CONSEGNA:
Riporta fedelmente il passo del testo sulla militarizzazione che comincia con "Anche questa estate" e prosegue fino a "uno spirito internazionalista.".

TESTO DI LETTURA:
Mentre la situazione sul campo in Ucraina si trascina malamente, e lo stallo pare faccia aumentare le ipotesi di un accordo di pace armata, le fibrillazioni in campo occidentale non rallentano affatto e la guerra con i suoi vari indotti ispira e guida le politiche dei paesi dell’UE, messi in riga dagli USA nella nuova NATO. In maniera sempre più sfacciata si tagliano settori essenziali come la sanità e l’istruzione per assicurare il riarmo continuo, mentre emerge l’incapacità a gestire i tanti disastri ambientali e climatici che affliggono il paese da Nord a Sud. Se non ci fossero i volontari, i corpi ufficiali dello Stato (Protezione Civile, Vigili del Fuoco, esercito) sarebbero letteralmente nella cacca, nonostante l’abnegazione e gli sforzi di tanti soggetti. Lo Stato acquista, fabbrica, commercia in aerei da guerra sempre più sofisticati, poi esplode l’insufficienza dei Canadair per lo spegnimento dei fronti di fuoco che distruggono territori trascurati o spopolati e abbandonati.
Di fronte a tutto questo potrà sembrare folle che movimenti sparsi per l’Italia si organizzino per combattere la follia militarista. Infatti occorre una lucida follia per decidere di dedicare energie e magari la propria vita all’opposizione alla vera follia distruttiva del capitale, per cui la guerra rappresenta da sempre uno sfogo alle proprie difficoltà e un’occasione di espansione degli affari (che si traduce anche in aumento del fantomatico PIL per gli Stati).
Anche questa estate le occasioni si sono infittite nelle zone interessate a progetti di militarizzazione; a Coltano (Pisa) a fine luglio si è svolto il primo campeggio a cui hanno preso parte esponenti di varie realtà nazionali; a Niscemi si è svolto il tradizionale campeggio del Movimento NO MUOS, di cui si può leggere il resoconto a pag. 2; altri appuntamenti su temi più specifici hanno avuto luogo in Italia e all’estero, con uno spirito internazionalista.
Si è trattato di momenti di dibattito, riflessione e confronto sulle modalità per rendere più incisive le lotte e sviluppare percorsi di unità. Sono emerse due importanti scadenze nazionali: il 21 ottobre (l’indomani dello sciopero generale promosso dai sindacati di base), una giornata di mobilitazione che vedrà manifestazioni in Toscana, in Sicilia ed in altri luoghi, e il 4 novembre, giornata delle Forze Armate, scelta come data per una protesta sulle ingerenze militariste nel campo dell’istruzione e della ricerca. Ma l’autunno presenta già altri importanti appuntamenti, come quello del 18 novembre a Torino contro Aerospace, la fiera militare dell’aerospazio.

(Righe estratte da una raccolta)
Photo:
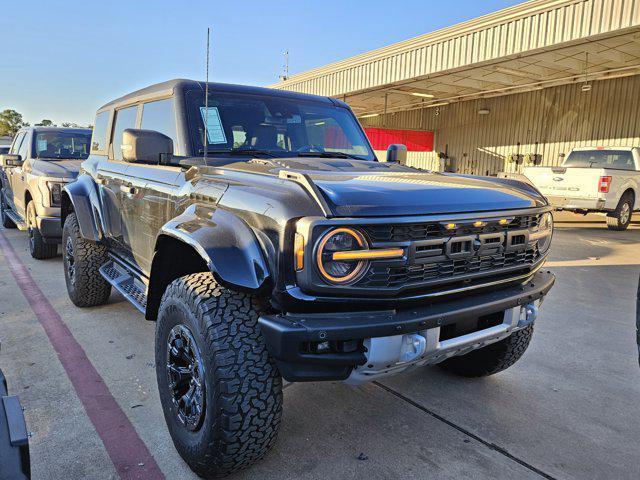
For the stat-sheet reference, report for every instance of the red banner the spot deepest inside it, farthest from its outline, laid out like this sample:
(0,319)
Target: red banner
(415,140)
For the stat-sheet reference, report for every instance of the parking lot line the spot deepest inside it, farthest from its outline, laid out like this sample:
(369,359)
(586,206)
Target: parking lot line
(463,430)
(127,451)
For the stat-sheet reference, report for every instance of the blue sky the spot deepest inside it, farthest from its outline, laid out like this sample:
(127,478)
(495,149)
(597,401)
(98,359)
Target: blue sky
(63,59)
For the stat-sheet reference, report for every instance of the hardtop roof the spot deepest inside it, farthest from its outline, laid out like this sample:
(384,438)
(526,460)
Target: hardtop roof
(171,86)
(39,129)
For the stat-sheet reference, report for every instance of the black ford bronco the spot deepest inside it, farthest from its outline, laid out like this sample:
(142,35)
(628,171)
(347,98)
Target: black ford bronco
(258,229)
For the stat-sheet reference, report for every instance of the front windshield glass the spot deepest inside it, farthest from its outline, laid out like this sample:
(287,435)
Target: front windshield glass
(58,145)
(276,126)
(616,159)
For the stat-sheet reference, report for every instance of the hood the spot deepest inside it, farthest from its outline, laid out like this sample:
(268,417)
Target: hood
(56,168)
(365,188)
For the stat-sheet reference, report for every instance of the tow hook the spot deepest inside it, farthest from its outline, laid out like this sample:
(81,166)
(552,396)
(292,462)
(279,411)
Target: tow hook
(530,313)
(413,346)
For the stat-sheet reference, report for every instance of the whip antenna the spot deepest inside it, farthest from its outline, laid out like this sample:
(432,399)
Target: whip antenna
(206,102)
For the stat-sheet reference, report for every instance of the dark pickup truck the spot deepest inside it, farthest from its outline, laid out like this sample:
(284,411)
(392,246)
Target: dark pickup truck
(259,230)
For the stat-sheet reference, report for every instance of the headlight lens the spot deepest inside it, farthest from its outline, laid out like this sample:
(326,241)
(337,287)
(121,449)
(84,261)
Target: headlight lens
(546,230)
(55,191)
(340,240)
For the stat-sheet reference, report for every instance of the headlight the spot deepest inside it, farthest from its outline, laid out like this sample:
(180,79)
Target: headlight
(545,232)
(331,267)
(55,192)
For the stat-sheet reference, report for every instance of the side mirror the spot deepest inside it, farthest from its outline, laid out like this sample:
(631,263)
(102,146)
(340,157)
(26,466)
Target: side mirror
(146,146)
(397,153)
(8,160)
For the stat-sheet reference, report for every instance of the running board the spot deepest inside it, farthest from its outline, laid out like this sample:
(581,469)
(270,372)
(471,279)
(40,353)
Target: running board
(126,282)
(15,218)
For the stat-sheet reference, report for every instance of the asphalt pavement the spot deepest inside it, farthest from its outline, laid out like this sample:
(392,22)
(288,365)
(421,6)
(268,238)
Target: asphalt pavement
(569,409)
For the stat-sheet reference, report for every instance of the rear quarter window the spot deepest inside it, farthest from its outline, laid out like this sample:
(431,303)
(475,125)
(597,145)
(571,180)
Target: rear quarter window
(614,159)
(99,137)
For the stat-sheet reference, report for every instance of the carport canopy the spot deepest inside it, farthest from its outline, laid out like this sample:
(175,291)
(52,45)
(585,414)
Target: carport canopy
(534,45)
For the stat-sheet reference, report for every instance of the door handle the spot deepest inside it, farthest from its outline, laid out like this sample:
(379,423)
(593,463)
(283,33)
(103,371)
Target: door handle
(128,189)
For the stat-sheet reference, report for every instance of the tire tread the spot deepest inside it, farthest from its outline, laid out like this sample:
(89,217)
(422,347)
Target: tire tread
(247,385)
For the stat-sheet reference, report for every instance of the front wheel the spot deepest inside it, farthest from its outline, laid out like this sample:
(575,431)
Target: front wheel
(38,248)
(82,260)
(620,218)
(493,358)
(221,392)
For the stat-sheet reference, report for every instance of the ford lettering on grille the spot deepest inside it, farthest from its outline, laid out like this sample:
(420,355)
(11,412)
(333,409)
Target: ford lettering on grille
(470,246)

SOLUZIONE DELL'ESERCIZIO:
Anche questa estate le occasioni si sono infittite nelle zone interessate a progetti di militarizzazione; a Coltano (Pisa) a fine luglio si è svolto il primo campeggio a cui hanno preso parte esponenti di varie realtà nazionali; a Niscemi si è svolto il tradizionale campeggio del Movimento NO MUOS, di cui si può leggere il resoconto a pag. 2; altri appuntamenti su temi più specifici hanno avuto luogo in Italia e all’estero, con uno spirito internazionalista.